DOCUMENT PASSAGE
*-*-*
Reformed Reflections

The Islamic Doctrine of "Abrogation"

Ever since September 11, 2001, when radical Islamists flew their hijacked planes into the Twin Towers in New York to seek martyrdom and an entry into paradise, we began to live in a different, more dangerous world. Fearful of backlash, most leaders of Muslim communities in the US, Canada, and Europe responded in predictable ways to the Twin Towers atrocity. They proclaimed first that Islam is a religion of peace; and second, that Islam was hijacked by fanatics on that September morning. But the suicide attacks didn't end in 2001. The London bombings of 7/7 by Islamists, which killed and wounded so many people, shocked England. What was the reaction of Muslims? In London, marchers carried signs calling for the beheading of the infidels – other Muslims demonstrated to claim that Islam really meant peace and honour.

Are Muslims in the West right in their efforts to present Islam as a religion of peace? But if Islam is a religion of peace, why is there is no declaredly Muslim state which offers full civil rights to Christians? In the spread of fanatic radical Islam we are facing a problem that will not go away anytime soon. Now is the time to ask why the continuous growth of radical Islam, "Islamism", is still a threat. Therefore, we must deal with some basic questions, such as: What is Islam? Although Islam is presented as a simple religion, in reality it is complex. In this article, I will attempt to answer the following questions: Are the moderate Muslims right in their claim that Islam is a religion of peace or are the radical Muslims correct in their interpretation of the Koran? How can Muslims reconcile sayings which contradict each other? On the one hand, the Koran says, "There is no compulsion in religion" (Surah ii:256). On the other hand, the Koran contains five commands to kill and twelve to fight (literally, "try to kill"). In classical Muslim discussions of these verses, two verses attracted more attention than any others. They came to be known as "the sword verse" (ix:5), and "the verse of tribute" (ix:29). These verses address a number of different situations, from "fighting those who fight you" to "fighting totally." The objects of fighting and killing include the unbelievers, the polytheists, and "the friends of Satan." Moderate Muslims appeal to the peace texts to back their claim that Islam is a religion of peace. The radical Islamists appeal to the "sword verse." And they also point to the deep rooted belief in the history of Islam that the world is divided into Dar al-Islam (the Abode of Islam, where Muslims and Islam prevail) and Dar al-Harb (the Abode of War), in which jihad is legitimate and standard.
*-*-*
[Image box annotation records]
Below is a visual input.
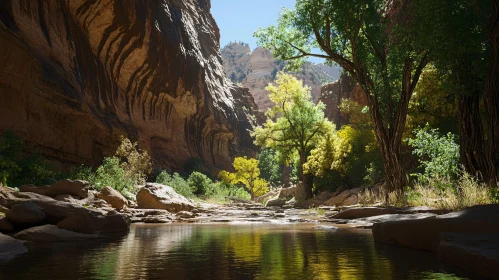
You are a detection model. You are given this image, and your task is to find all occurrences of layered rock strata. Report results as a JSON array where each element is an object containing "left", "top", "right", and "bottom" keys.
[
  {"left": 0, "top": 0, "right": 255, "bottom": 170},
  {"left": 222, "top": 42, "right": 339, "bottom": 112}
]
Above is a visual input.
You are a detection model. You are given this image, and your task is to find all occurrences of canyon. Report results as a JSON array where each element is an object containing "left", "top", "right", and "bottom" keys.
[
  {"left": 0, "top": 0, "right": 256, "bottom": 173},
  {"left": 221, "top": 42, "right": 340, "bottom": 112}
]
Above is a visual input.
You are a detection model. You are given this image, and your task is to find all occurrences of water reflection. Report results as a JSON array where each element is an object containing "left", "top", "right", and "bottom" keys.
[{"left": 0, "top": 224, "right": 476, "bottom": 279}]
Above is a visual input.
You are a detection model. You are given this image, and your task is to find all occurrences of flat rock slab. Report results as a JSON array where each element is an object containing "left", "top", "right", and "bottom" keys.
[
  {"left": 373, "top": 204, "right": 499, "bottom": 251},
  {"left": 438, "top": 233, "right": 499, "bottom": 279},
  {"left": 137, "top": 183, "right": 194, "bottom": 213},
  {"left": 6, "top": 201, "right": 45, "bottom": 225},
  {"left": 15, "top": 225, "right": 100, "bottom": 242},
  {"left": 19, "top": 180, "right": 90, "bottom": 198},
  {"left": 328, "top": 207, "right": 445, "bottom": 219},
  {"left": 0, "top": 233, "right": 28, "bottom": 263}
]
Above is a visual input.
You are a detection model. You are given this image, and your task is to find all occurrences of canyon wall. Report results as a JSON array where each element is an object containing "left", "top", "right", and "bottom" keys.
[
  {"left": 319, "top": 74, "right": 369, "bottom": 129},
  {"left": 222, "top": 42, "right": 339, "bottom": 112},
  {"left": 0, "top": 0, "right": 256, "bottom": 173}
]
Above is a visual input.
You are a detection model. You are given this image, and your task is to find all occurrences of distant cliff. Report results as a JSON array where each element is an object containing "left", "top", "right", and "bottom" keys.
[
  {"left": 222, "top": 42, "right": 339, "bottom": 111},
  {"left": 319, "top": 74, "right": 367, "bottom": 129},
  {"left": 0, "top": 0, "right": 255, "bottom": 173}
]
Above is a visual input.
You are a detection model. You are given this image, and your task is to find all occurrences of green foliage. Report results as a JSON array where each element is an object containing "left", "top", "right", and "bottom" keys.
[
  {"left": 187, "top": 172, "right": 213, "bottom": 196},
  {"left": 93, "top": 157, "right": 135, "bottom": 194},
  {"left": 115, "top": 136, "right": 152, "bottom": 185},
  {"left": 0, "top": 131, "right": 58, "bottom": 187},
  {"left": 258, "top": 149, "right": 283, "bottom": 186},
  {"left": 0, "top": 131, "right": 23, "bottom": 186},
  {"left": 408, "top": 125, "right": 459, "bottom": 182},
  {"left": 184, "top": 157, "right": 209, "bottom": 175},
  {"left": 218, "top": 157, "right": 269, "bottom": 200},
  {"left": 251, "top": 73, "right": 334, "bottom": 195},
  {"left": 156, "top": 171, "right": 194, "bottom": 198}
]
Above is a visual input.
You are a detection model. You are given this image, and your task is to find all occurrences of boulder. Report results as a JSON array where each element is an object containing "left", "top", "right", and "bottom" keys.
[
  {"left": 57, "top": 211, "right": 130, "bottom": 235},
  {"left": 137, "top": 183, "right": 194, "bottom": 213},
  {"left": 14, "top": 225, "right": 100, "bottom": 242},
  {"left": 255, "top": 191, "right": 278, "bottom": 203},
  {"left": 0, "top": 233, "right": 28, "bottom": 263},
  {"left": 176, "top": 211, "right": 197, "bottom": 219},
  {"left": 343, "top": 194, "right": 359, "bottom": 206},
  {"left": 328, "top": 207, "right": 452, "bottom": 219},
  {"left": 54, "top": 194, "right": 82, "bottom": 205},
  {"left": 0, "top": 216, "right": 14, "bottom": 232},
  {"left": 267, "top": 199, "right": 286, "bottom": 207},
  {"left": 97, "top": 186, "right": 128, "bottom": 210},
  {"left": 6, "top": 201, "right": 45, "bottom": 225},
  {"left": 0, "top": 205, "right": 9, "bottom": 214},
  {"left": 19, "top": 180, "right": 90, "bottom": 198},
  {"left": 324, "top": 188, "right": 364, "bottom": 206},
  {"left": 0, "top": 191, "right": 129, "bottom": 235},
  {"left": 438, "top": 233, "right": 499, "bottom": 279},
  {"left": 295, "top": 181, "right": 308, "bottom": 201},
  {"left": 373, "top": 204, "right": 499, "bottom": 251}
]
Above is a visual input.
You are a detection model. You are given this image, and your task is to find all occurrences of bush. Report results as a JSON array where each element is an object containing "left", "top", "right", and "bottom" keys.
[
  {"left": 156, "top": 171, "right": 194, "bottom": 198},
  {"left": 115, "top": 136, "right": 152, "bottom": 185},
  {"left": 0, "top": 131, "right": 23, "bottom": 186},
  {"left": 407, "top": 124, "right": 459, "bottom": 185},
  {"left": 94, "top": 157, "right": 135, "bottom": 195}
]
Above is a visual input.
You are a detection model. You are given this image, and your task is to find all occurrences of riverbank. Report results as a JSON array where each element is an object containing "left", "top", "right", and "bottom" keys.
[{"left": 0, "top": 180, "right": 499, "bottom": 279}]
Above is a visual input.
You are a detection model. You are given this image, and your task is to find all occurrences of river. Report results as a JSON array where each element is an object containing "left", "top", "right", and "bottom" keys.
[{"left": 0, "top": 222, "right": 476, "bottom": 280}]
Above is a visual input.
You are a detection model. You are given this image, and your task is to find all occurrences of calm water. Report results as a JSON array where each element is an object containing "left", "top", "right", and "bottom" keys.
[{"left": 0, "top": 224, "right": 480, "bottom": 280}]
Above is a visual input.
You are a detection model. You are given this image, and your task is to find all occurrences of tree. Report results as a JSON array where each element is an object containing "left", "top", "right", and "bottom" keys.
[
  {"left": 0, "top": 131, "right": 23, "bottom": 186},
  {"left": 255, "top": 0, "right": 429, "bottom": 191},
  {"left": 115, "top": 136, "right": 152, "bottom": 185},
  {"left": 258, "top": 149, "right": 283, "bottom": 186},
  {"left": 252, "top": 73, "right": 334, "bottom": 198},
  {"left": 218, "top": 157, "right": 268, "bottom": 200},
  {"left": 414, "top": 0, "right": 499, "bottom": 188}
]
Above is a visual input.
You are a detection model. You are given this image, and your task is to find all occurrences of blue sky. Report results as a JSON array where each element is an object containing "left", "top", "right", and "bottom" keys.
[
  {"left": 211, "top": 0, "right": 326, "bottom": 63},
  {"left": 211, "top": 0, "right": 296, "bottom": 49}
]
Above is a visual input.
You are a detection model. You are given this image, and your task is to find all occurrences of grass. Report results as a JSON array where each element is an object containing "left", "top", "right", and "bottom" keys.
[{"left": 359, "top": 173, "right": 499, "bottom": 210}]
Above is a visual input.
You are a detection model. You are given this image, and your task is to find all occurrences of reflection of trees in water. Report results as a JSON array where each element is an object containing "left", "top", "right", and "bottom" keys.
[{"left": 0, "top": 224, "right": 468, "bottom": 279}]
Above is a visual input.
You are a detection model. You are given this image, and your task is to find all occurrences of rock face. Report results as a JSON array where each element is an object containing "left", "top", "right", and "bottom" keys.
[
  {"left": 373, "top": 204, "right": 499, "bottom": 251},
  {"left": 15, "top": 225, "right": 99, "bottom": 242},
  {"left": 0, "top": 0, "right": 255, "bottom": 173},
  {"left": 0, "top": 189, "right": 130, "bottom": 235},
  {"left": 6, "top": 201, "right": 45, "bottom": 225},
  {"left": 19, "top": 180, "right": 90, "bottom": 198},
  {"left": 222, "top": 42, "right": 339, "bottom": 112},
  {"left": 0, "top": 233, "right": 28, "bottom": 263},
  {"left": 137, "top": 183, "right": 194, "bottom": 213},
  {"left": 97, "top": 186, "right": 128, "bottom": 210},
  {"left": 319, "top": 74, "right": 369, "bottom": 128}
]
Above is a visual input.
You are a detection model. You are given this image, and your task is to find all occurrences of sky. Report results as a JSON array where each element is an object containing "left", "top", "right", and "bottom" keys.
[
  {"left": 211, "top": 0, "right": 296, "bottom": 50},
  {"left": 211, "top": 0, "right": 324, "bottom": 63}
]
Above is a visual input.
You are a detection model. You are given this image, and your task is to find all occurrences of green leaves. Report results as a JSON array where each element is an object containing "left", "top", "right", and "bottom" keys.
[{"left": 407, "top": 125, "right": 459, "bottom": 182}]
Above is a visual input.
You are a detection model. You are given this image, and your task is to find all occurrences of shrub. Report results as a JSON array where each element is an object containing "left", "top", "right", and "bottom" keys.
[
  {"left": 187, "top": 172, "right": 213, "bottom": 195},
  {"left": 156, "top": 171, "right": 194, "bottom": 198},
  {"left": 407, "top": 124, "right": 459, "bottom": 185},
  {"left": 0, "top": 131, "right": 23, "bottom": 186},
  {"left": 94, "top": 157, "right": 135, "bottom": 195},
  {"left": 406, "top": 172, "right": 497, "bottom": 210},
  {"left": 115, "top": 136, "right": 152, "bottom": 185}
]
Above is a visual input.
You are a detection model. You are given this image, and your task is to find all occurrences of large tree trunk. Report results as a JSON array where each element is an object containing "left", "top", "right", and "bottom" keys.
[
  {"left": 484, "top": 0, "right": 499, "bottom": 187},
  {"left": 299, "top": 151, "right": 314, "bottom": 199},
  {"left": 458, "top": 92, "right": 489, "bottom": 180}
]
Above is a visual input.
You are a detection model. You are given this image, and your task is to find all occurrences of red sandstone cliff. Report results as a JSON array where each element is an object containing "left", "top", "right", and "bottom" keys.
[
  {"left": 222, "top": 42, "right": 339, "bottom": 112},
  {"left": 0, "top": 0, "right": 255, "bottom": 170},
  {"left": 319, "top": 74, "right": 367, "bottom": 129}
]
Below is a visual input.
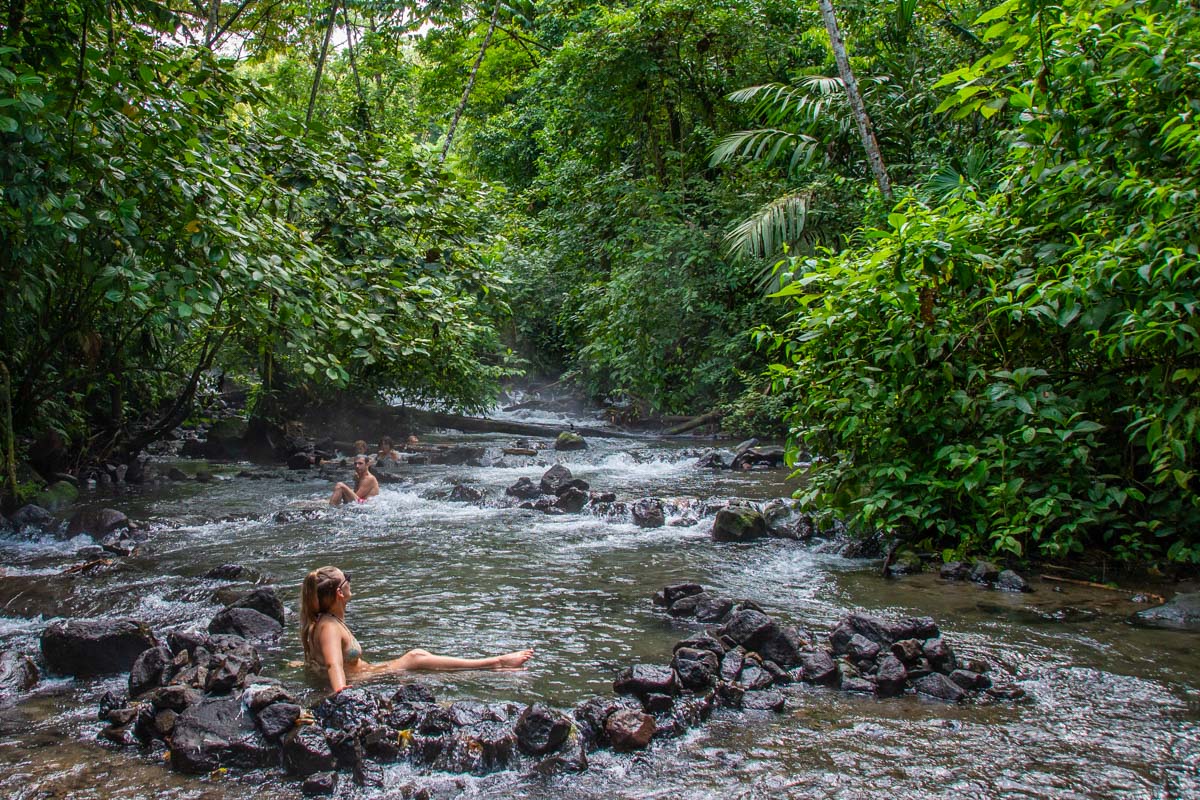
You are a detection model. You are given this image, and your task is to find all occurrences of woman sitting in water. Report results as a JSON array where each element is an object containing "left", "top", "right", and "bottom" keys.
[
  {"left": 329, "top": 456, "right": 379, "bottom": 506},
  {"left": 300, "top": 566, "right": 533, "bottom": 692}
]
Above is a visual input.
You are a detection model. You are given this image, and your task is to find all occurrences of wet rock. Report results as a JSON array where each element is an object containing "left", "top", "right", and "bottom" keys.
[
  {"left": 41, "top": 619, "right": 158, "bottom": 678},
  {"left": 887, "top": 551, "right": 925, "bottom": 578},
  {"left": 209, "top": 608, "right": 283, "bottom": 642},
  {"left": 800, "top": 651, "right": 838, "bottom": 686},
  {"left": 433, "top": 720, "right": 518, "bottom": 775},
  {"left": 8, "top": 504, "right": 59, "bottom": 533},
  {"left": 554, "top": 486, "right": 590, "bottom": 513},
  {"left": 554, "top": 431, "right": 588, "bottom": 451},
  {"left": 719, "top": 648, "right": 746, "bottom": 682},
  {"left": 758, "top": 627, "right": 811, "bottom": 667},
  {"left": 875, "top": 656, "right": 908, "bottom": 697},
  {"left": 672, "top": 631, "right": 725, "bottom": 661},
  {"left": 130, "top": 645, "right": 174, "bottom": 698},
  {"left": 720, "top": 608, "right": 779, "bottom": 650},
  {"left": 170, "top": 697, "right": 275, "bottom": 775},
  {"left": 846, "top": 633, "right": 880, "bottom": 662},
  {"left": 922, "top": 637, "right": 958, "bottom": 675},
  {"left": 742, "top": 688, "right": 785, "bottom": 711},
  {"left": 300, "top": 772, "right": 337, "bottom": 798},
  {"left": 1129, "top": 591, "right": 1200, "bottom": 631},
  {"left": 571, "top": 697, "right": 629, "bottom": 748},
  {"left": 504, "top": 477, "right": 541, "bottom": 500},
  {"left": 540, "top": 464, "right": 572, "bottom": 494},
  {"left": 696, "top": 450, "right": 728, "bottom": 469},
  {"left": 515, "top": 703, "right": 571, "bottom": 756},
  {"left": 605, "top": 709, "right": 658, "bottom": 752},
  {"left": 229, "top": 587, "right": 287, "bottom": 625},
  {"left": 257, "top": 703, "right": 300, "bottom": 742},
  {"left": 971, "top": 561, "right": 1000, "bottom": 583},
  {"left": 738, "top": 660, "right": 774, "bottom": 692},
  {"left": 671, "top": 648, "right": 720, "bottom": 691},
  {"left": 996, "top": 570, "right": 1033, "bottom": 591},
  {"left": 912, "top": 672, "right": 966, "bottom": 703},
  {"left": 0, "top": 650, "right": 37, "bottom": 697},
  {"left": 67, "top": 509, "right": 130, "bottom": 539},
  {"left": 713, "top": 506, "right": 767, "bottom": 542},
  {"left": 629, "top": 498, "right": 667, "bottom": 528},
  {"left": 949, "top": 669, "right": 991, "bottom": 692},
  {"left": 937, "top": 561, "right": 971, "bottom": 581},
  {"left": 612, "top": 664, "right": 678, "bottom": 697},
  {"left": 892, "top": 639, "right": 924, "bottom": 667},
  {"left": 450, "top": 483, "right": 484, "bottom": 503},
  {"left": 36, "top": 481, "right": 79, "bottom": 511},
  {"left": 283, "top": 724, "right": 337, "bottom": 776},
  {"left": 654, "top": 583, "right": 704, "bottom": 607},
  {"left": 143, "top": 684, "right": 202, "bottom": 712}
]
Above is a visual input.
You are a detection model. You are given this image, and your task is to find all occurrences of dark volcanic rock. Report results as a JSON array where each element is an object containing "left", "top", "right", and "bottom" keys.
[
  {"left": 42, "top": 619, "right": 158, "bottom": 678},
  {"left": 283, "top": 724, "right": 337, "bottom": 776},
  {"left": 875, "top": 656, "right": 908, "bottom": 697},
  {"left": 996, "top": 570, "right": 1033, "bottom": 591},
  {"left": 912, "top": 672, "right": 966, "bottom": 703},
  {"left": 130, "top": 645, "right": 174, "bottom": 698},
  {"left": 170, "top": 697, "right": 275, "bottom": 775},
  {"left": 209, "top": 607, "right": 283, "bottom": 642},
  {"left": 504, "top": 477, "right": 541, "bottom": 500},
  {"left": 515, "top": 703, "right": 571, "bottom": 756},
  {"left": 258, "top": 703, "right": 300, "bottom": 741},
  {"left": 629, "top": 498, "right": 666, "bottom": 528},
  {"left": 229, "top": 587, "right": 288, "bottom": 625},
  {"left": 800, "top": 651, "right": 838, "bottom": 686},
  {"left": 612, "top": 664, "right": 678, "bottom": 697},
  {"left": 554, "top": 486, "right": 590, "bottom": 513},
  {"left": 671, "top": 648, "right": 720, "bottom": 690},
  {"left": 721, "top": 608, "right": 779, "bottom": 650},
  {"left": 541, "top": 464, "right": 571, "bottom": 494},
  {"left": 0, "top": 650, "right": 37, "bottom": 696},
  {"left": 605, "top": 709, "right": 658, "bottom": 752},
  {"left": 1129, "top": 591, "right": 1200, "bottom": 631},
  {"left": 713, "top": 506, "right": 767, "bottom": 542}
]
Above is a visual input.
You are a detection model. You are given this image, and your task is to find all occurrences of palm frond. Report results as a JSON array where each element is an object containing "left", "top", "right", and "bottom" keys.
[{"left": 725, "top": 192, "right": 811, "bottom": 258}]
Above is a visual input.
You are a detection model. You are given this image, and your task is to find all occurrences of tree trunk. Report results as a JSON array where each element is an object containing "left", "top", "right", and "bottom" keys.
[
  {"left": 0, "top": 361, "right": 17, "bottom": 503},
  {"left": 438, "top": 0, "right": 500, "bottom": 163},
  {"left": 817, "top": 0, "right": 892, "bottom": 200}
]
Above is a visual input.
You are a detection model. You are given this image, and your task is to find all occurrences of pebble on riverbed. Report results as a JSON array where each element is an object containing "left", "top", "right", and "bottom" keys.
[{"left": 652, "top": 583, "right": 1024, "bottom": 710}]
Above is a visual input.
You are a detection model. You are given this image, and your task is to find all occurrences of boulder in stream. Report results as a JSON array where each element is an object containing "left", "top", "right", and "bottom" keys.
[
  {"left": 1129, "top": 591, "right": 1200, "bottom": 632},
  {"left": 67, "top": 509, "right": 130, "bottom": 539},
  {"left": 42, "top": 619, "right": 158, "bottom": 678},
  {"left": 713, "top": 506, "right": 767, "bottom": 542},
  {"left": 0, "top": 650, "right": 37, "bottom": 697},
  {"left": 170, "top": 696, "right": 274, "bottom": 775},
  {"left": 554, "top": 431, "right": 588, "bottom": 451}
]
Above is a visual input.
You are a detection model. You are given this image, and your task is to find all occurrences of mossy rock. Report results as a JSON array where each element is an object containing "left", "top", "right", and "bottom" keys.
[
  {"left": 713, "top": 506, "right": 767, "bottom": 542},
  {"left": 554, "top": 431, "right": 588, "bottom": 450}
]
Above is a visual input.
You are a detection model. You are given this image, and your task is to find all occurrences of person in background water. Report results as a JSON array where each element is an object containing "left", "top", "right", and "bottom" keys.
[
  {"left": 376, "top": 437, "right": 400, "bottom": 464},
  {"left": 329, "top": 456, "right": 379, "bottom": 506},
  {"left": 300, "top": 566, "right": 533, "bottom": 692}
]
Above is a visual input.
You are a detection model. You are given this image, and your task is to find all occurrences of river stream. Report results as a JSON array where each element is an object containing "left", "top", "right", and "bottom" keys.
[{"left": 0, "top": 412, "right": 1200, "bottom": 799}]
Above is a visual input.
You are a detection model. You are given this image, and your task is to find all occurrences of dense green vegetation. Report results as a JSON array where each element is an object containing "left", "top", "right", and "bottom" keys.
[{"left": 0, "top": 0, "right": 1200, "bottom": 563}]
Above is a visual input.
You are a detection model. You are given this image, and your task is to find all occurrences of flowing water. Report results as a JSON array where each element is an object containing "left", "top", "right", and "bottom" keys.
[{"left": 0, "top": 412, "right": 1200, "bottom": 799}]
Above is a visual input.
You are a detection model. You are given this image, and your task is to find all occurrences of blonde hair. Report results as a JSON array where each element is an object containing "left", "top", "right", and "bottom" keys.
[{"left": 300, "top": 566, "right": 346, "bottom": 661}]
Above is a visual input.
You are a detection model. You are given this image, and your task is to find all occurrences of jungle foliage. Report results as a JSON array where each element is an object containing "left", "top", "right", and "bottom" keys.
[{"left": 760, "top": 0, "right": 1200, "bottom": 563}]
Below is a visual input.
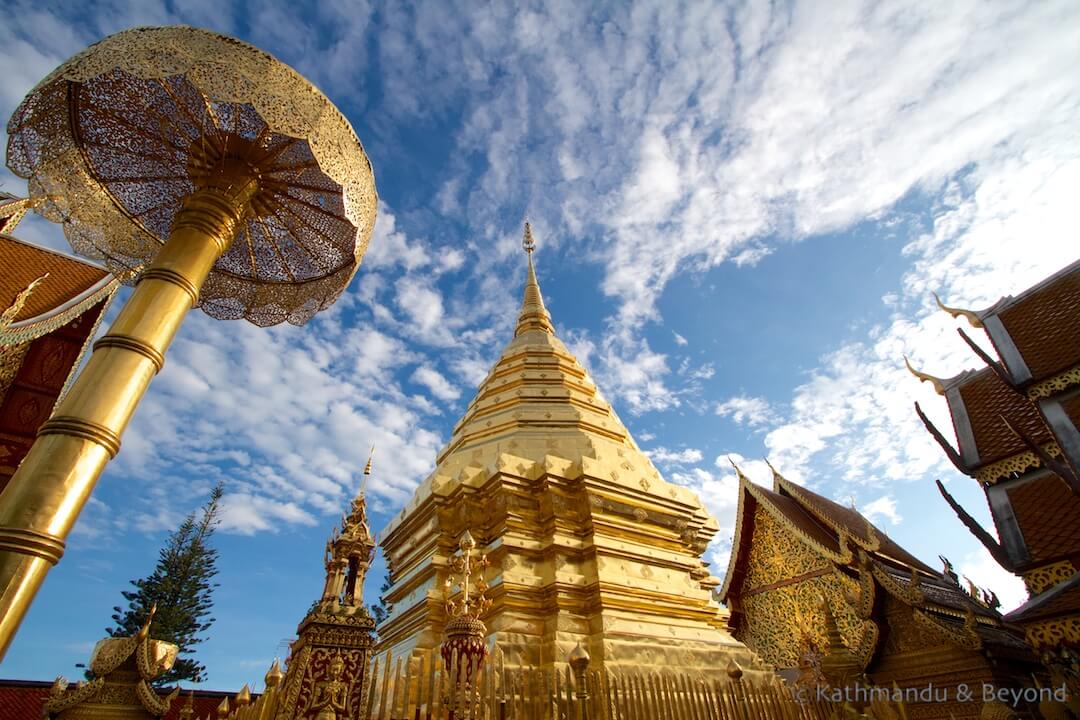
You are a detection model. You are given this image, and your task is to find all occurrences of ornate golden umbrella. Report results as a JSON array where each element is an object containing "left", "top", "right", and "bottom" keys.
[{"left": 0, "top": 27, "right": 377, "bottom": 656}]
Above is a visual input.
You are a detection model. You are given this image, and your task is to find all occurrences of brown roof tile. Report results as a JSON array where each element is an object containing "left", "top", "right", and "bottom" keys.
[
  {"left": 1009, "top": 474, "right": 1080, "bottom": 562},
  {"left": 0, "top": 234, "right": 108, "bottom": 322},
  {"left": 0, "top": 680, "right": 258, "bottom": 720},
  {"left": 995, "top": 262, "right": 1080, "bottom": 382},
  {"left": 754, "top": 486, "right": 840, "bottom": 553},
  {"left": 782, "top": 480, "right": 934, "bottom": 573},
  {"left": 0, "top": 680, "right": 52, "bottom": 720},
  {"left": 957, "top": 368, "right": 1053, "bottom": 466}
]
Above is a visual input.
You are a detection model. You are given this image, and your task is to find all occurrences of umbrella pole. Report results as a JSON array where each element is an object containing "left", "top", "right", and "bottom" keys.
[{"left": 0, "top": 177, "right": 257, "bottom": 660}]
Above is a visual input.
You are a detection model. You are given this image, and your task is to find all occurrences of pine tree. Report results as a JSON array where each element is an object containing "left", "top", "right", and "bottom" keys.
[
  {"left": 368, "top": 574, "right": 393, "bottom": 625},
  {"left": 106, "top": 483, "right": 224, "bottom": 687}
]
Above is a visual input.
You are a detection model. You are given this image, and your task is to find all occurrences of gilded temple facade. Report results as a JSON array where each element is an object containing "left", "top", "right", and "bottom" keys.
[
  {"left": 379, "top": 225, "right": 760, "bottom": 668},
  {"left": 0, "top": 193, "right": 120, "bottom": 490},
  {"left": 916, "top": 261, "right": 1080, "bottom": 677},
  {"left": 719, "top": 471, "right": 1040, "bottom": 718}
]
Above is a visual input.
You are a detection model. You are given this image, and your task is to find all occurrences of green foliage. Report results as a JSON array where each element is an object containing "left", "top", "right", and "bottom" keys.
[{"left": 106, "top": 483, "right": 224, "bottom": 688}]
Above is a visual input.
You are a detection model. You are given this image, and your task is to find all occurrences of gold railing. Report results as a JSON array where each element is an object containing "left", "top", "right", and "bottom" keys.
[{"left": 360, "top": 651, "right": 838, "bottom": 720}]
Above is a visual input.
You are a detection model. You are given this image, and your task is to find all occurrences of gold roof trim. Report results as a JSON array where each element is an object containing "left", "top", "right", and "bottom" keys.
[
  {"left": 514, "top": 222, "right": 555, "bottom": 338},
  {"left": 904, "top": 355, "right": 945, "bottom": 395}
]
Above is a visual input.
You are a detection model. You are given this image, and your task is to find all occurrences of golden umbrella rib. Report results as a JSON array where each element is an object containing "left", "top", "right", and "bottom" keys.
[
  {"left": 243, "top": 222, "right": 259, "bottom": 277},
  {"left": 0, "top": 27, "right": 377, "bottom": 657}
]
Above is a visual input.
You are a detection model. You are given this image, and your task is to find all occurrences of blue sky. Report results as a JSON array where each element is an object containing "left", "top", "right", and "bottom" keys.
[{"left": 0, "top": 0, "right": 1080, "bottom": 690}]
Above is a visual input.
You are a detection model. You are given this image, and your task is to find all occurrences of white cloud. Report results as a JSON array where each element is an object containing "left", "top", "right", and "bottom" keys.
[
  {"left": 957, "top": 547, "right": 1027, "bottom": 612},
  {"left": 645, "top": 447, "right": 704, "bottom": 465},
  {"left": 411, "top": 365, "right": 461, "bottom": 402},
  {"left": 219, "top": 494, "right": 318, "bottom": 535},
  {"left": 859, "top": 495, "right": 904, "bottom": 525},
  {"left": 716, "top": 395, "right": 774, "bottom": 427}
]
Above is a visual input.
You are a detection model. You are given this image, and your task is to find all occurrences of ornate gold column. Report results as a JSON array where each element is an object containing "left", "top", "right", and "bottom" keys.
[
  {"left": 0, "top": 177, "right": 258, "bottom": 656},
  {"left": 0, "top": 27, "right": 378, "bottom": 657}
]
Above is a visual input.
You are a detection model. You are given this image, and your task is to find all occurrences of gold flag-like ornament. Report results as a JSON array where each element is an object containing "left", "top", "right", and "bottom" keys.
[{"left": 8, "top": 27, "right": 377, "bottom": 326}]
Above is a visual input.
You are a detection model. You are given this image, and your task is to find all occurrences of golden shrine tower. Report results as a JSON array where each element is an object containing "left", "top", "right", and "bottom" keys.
*-*-*
WRITTEN TASKS
**a)** Answer these questions from the article on the Islamic doctrine of abrogation:
(i) In which city did the 7/7 bombings take place?
(ii) Which Koran reference does the article give for "There is no compulsion in religion"?
(iii) By what name did verse ix:29 come to be known?
**b)** List every Koran verse reference that the abrogation article cites.
**c)** Write the next part of the article on the Islamic doctrine of abrogation, starting after its last sentence.
These records were taken from a separate source.

ANSWERS BY TASK
**a)**
(i) London
(ii) Surah ii:256
(iii) "the verse of tribute"

**b)**
ii:256
ix:5
ix:29

**c)**
The Koran

For the Muslims, the true scripture is the Koran; the Christian Bible is viewed as corrupt, a falsification, and all the Biblical figures are Muslim prophets who preached Islam. The Koran, which means "reading", is said to have been given to Muhammad piece by piece over the span of 23 years. It was dictated by the angel Gabriel. The sanctity of the Koran, therefore, lies in the Muslim belief that the text is the official word of Allah and of Muhammad as Allah's appointed mouthpiece. In What Everyone Should Know about Islam, published by the Islamic Foundation, it says, "The Holy Koran differs from any other religious text in that it was not written or edited by any human author; no word has been added to it or subtracted from it." The fact that the Koran is seen by Muslims as a divine revelation, the word of God "incarnate" with the original copy still in heaven, means it is above criticism and imitation. To question the status of the Koran is, therefore, the same as insulting Allah. It is quoted in every context, sometimes – to Western eyes – quite inappropriately. It is the ultimate unchallengeable recourse of all religious knowledge. For the Muslim jurist the Koran contains the basic laws governing Islamic society. Orthodox Muslim theologians insist that the duty of the faithful is to accept it literally and not to question the tenor or the meaning of the revelations. But if the Koran is the divine word, eternal and uncreated, a literal "recitation of the original revelation", why then does it contain a collection of diverse materials that include polemic, praise, eschatology, law, narrative, battle calls, and details of the domestic life of the prophet?

No Chronological Order

As I will show in this article, the very nature of the Koran makes it difficult to dialogue with orthodox Muslims. For example, the latter refer to the Koran in response to questions about violence, but they often discuss the subject in such a way as to shut down a meaningful exploration of the Koranic text. One or two mild passages are usually cited, as if these fully represent the context of a scripture that contains some 6,000 verses.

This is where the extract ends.